▶ _Written problem_
Can you reproduce the data beneath, keeping every line exact?

# start of Entries

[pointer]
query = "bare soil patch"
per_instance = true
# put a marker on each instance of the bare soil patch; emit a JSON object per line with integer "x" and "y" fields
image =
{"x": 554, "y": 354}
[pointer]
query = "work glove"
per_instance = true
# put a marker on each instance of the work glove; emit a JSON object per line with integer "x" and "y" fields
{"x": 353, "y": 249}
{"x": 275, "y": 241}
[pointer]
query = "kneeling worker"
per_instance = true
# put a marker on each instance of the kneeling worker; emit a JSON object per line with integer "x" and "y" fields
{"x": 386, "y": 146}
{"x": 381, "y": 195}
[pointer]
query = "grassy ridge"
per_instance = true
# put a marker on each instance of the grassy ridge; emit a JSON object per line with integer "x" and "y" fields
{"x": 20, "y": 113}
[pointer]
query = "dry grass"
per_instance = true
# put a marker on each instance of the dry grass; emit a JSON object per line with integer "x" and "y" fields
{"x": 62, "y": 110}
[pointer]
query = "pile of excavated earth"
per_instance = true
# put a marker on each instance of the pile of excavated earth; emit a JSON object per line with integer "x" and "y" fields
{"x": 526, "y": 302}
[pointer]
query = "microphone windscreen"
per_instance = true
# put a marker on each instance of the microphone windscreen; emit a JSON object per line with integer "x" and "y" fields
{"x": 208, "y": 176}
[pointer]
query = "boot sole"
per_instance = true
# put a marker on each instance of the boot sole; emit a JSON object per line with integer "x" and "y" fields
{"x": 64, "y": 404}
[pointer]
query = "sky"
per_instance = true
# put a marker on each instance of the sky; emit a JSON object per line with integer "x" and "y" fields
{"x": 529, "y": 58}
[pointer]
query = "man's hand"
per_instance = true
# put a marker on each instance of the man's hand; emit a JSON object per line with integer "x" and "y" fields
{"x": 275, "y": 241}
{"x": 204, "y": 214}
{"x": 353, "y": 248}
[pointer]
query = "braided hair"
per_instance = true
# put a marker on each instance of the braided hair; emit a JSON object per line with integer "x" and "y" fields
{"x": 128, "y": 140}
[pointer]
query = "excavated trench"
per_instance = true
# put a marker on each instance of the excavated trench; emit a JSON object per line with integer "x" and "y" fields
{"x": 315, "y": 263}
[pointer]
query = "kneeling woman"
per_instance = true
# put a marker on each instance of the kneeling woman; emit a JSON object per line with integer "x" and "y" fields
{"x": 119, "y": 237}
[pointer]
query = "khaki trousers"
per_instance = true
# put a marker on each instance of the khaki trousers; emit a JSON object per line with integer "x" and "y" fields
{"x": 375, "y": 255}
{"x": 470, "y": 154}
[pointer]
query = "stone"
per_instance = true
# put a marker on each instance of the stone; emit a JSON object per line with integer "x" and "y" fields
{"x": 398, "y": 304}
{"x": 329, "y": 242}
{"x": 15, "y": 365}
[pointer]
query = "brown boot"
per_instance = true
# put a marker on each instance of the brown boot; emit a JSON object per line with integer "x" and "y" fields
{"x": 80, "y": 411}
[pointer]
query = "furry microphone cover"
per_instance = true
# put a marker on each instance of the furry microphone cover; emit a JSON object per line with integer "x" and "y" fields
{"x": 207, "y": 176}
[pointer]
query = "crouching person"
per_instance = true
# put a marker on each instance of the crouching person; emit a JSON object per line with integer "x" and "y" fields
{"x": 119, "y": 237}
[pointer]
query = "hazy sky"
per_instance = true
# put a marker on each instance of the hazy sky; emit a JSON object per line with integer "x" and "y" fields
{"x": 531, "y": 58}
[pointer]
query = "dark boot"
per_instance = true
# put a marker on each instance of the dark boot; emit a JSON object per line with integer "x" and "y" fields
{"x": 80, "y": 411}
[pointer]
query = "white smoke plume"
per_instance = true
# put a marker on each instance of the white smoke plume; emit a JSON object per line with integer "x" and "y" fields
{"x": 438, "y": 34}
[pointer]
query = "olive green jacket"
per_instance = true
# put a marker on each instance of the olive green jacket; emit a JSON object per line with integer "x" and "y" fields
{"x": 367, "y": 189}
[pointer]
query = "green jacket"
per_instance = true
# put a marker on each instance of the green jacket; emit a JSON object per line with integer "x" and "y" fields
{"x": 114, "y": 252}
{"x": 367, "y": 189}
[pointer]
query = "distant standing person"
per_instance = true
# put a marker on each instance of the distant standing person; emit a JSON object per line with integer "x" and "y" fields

# end of Entries

▶ _Answer for the task_
[pointer]
query = "bare soil patch"
per_instance = true
# put a marker on each instance of the bare soil patch; emit a JSON object per line with integer "x" and "y" fields
image =
{"x": 554, "y": 354}
[pointer]
query = "work glove"
per_instance = true
# put a marker on each instance of the work glove; emit a JSON object per line with integer "x" and "y" fields
{"x": 353, "y": 249}
{"x": 275, "y": 241}
[pointer]
query = "kneeling worker"
per_instance = true
# put a marker on each instance of the kneeling worker; emit a JSON object per line with integer "x" and "y" fields
{"x": 386, "y": 146}
{"x": 381, "y": 195}
[pointer]
query = "grassy ridge"
per_instance = true
# put a marker on each instance of the grassy ridge; emit a JSON object per line with integer "x" and "y" fields
{"x": 20, "y": 113}
[pointer]
query = "dry grass"
per_instance = true
# put a marker on each instance of the dry grass; emit a JSON object per line with integer "x" and "y" fields
{"x": 62, "y": 110}
[pointer]
query = "pile of excavated earth"
per_instance = true
# put a marker on each instance of the pile of excavated earth; emit a JSON object per line with integer "x" and "y" fields
{"x": 526, "y": 302}
[pointer]
query = "microphone windscreen"
per_instance = true
# put a marker on each instance of the microphone windscreen; emit a JSON object per line with integer "x" and "y" fields
{"x": 208, "y": 176}
[pointer]
query = "boot sole"
per_instance = true
# put a marker on each instance of the boot sole; emit a JSON object per line with integer "x" and "y" fields
{"x": 64, "y": 404}
[pointer]
query = "sky"
per_instance = true
# put a marker on each instance of the sky; emit a JSON object per line with integer "x" and "y" fields
{"x": 529, "y": 58}
[pointer]
query = "man's hand"
per_instance = true
# put a marker on each instance of the man's hand; emit a JSON object per line with integer "x" and "y" fields
{"x": 275, "y": 241}
{"x": 204, "y": 214}
{"x": 353, "y": 248}
[pointer]
query = "braided hair"
per_instance = true
# put a marker on each instance of the braided hair; emit a JSON object per line with integer "x" and "y" fields
{"x": 128, "y": 140}
[pointer]
query = "excavated trench"
per_instance = true
# put a marker on each instance of the excavated trench; emit a JSON object per line with integer "x" and "y" fields
{"x": 315, "y": 263}
[pointer]
query = "kneeling woman"
per_instance = true
# put a marker on each instance of the kneeling woman; emit a JSON object per line with integer "x" and "y" fields
{"x": 119, "y": 237}
[pointer]
query = "khaki trousers"
per_instance = true
# put a marker on each instance of the khaki trousers; emit a JSON object per line with integer "x" and "y" fields
{"x": 375, "y": 255}
{"x": 470, "y": 154}
[pointer]
query = "stone"
per_instance = true
# put a marker on each instance of the stone; emit a JSON object per line with integer "x" and "y" fields
{"x": 398, "y": 304}
{"x": 329, "y": 242}
{"x": 15, "y": 365}
[pointer]
query = "brown boot"
per_instance = true
# put a marker on each instance of the brown boot; emit a JSON object per line with integer "x" and "y" fields
{"x": 80, "y": 411}
[pointer]
query = "furry microphone cover"
per_instance = true
# put a marker on each instance of the furry microphone cover; emit a JSON object per line with integer "x" and "y" fields
{"x": 207, "y": 176}
[pointer]
query = "crouching person"
per_instance = true
# put a marker on each instance of the crouching person; emit a JSON object per line with integer "x" and "y" fields
{"x": 119, "y": 237}
[pointer]
query = "hazy sky"
per_instance = true
# put a marker on each instance of the hazy sky; emit a JSON object per line with integer "x" and "y" fields
{"x": 531, "y": 58}
[pointer]
query = "dark boot"
per_instance = true
# put a marker on each instance of the dark boot; emit a JSON object per line with integer "x" and "y" fields
{"x": 80, "y": 411}
[pointer]
query = "white smoke plume"
per_instance = true
# put a marker on each instance of the white smoke plume; emit a JSON object per line with integer "x" and "y" fields
{"x": 438, "y": 34}
[pointer]
query = "olive green jacket"
per_instance = true
# put a marker on each instance of the olive green jacket; emit a JSON object per line with integer "x" and "y" fields
{"x": 367, "y": 189}
[pointer]
query = "green jacket"
per_instance = true
# put a marker on each instance of the green jacket; emit a JSON object per line with integer "x" and "y" fields
{"x": 114, "y": 252}
{"x": 367, "y": 189}
[pointer]
query = "distant standing person"
per_instance = true
# put a marker on each instance of the distant standing person; emit a JSON object per line with integer "x" and "y" fields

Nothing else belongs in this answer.